# Action item:
Exactly the lines from the one containing "box: [359, 80, 398, 114]" to the last line of the records, inclusive, are to be transcribed; include no others.

# Saved data entries:
==============================

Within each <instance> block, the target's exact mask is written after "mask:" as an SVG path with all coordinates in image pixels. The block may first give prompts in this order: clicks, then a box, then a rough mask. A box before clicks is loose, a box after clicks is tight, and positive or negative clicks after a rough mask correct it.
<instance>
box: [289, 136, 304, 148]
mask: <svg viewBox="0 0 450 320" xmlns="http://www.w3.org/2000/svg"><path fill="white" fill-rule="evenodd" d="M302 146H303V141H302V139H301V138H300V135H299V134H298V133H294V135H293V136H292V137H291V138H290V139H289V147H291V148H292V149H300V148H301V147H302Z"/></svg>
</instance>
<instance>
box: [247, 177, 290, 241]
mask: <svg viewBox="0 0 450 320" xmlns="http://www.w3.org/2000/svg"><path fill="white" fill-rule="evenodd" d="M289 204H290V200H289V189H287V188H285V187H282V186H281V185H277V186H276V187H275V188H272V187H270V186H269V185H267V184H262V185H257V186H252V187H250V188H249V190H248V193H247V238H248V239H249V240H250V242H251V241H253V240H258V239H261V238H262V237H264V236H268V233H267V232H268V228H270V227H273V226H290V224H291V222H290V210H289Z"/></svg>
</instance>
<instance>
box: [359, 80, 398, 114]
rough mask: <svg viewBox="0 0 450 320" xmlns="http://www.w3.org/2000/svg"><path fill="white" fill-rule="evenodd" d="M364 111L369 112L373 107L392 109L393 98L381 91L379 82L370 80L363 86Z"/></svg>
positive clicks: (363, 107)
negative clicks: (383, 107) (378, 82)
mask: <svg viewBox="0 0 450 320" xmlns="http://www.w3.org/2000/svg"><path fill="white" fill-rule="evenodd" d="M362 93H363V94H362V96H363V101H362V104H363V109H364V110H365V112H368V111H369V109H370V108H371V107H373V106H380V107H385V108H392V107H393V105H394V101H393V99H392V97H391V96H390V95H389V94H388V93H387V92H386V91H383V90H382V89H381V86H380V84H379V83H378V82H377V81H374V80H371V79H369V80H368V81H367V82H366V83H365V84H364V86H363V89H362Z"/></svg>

==============================

# Solution for this problem:
box: [359, 80, 398, 114]
rough mask: <svg viewBox="0 0 450 320" xmlns="http://www.w3.org/2000/svg"><path fill="white" fill-rule="evenodd" d="M364 111L369 112L373 107L392 109L393 98L381 91L379 82L370 80L363 86Z"/></svg>
positive clicks: (363, 107)
negative clicks: (383, 107) (378, 82)
mask: <svg viewBox="0 0 450 320" xmlns="http://www.w3.org/2000/svg"><path fill="white" fill-rule="evenodd" d="M362 93H363V94H362V96H363V101H362V104H363V109H364V110H365V112H368V111H369V109H370V108H371V107H373V106H380V107H385V108H392V107H393V105H394V101H393V99H392V97H391V96H390V95H389V94H388V93H387V92H386V91H383V90H382V89H381V86H380V84H379V83H378V82H377V81H374V80H371V79H369V80H368V81H367V82H366V83H365V84H364V86H363V89H362Z"/></svg>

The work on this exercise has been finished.